## Instructions to follow
Please copy the part that opens with the line containing "the red backdrop" and runs through the end of the records, swapping "instance" for "occurrence" and leaving everything else unchanged.

Data extracted from a collection:
§ §

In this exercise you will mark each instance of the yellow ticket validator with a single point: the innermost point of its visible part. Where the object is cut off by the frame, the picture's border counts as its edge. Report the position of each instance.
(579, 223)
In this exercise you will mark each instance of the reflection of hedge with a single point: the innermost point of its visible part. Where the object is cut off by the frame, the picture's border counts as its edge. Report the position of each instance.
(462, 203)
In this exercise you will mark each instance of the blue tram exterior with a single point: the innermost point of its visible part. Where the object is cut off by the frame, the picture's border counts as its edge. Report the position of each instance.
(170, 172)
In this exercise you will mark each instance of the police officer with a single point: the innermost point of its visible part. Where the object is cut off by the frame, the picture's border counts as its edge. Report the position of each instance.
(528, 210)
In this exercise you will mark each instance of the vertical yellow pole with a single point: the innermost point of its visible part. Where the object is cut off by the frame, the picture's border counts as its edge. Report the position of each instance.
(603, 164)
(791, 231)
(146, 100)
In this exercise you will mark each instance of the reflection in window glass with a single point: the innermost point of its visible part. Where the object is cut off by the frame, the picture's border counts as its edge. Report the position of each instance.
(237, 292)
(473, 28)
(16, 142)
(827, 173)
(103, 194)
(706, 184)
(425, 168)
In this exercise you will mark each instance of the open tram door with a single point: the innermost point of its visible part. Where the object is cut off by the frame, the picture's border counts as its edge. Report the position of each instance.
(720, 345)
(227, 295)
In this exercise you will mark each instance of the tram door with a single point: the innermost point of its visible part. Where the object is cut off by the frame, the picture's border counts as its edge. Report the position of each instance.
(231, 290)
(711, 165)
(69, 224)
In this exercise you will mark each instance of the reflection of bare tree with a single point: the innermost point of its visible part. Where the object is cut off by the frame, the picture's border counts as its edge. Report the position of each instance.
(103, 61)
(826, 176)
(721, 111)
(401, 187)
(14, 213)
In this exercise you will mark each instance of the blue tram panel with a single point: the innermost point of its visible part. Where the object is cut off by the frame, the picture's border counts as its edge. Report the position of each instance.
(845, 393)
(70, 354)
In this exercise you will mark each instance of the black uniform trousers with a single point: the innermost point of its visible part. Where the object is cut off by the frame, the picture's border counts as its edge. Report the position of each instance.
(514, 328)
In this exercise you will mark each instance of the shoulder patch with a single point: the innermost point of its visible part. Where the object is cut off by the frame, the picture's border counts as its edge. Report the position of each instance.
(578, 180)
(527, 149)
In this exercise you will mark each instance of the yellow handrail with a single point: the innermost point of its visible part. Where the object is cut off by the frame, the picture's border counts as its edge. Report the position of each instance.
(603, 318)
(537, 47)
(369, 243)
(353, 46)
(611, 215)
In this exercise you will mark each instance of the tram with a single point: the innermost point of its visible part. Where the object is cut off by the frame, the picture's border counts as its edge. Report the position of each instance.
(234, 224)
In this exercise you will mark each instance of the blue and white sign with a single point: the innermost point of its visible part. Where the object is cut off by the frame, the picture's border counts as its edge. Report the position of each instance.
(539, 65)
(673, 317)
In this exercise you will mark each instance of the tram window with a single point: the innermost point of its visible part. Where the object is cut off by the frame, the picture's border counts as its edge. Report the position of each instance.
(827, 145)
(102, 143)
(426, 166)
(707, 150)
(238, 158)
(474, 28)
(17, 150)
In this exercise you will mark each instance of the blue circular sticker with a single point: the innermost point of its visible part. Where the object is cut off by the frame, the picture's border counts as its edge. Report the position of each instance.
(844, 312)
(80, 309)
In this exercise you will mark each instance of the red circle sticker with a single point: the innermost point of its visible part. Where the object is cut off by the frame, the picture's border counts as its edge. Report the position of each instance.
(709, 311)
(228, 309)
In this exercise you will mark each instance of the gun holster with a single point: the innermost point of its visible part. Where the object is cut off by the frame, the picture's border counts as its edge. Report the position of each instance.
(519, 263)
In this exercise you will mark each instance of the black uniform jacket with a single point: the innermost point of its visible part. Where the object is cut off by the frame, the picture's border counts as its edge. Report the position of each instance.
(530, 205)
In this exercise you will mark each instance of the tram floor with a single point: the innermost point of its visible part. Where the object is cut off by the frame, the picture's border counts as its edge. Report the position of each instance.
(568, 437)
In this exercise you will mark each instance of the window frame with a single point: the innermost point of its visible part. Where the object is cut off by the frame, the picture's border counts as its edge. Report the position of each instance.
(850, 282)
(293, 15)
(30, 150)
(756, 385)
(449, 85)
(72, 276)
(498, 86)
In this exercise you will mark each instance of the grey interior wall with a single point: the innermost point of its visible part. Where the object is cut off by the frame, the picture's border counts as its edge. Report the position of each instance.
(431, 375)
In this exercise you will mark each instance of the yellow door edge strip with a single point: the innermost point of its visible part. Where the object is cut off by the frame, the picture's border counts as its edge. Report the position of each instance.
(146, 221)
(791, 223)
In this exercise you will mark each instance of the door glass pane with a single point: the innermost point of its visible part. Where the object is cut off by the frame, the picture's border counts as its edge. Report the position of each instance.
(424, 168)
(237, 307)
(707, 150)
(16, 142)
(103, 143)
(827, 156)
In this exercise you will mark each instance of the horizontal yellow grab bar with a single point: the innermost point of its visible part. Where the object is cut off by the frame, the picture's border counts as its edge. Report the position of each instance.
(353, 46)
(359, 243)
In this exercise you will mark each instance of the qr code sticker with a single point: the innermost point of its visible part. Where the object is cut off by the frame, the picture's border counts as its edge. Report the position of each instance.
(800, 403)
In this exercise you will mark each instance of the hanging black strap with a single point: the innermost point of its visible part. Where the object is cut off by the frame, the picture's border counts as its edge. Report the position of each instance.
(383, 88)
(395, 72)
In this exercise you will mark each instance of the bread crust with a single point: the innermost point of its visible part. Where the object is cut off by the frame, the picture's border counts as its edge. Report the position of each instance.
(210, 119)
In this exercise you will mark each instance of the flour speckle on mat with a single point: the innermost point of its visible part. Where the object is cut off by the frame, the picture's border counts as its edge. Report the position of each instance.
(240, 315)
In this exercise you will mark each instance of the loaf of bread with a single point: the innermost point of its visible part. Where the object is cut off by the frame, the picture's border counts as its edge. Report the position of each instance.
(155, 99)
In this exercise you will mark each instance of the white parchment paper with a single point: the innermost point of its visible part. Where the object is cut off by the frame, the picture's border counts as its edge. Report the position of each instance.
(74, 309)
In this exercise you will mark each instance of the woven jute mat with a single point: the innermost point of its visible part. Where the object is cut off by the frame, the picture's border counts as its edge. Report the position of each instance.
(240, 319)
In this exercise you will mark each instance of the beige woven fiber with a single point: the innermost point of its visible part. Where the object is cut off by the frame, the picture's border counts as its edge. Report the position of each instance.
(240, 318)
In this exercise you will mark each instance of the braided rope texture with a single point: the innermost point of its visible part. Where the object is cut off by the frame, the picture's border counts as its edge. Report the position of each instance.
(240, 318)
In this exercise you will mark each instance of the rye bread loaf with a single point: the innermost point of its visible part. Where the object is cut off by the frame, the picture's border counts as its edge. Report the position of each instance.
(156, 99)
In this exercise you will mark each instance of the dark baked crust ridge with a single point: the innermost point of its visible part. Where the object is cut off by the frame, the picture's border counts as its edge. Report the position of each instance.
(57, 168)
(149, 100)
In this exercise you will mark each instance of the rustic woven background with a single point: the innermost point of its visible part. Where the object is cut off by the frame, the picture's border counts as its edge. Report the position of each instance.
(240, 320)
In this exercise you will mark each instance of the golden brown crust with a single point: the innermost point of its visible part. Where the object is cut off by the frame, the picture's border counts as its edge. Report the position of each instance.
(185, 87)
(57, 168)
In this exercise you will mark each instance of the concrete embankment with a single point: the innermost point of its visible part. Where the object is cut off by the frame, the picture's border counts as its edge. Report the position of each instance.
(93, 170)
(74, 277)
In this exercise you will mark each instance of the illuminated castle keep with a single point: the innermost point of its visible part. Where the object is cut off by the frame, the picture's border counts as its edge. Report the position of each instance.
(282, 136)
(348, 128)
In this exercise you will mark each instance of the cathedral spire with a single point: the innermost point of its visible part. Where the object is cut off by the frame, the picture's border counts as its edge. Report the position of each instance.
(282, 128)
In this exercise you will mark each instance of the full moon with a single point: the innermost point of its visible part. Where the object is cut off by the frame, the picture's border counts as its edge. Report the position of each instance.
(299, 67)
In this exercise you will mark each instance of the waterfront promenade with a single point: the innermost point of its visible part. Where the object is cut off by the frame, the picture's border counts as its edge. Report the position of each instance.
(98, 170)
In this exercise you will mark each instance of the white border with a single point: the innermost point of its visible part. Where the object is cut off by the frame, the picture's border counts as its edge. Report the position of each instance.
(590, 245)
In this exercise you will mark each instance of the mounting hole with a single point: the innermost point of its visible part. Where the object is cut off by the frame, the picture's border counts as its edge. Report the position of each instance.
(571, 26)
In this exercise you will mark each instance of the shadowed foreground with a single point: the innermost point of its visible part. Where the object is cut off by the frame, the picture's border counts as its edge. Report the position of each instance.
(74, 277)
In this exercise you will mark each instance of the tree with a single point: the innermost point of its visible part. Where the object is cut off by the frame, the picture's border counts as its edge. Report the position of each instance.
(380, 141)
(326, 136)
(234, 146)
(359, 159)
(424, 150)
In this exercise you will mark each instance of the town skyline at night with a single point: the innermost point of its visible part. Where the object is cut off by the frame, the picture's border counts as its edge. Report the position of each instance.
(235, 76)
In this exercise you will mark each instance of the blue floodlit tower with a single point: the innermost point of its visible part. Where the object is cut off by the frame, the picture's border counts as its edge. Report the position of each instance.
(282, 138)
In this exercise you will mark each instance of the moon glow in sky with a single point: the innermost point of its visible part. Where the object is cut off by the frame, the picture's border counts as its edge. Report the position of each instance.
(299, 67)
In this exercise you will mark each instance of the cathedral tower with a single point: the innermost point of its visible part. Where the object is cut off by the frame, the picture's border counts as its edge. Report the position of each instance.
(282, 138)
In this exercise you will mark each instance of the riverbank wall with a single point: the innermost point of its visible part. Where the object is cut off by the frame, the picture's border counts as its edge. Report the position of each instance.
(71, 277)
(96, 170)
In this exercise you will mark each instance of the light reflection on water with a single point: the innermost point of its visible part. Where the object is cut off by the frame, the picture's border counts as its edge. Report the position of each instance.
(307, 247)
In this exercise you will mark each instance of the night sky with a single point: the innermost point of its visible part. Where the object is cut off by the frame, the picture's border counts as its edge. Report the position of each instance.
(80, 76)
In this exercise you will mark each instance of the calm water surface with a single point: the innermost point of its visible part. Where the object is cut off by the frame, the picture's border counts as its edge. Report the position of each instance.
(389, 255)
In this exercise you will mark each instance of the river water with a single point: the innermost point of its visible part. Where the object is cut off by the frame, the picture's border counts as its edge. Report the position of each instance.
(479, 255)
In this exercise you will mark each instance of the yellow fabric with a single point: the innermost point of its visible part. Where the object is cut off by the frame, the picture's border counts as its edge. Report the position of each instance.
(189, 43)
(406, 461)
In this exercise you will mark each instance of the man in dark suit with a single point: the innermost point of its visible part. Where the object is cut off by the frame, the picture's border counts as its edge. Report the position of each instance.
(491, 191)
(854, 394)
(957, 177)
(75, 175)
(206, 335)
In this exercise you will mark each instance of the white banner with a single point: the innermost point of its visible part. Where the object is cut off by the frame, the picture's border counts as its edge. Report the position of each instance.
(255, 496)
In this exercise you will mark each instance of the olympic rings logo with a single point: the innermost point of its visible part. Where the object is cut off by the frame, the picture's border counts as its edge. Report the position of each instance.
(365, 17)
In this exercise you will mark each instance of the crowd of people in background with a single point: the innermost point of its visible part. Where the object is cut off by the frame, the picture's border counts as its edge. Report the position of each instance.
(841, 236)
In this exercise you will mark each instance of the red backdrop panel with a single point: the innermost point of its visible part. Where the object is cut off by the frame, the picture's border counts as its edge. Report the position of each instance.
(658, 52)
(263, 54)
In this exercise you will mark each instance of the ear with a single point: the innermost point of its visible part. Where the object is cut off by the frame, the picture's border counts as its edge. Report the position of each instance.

§ §

## Task result
In this exercise you will mark each occurrence of the red backdrop panel with a single point: the innermost point of its visible part. Where the object is cut off by the frame, the picture's border counts as its edge. Report the position of each occurrence.
(658, 52)
(263, 54)
In this exercise you will mark each occurrence of the ear with a single point: the innermost point of its visible part. Where the object is cut off by the frame, the picture's border counts as its edge. Report the position of each occurrence.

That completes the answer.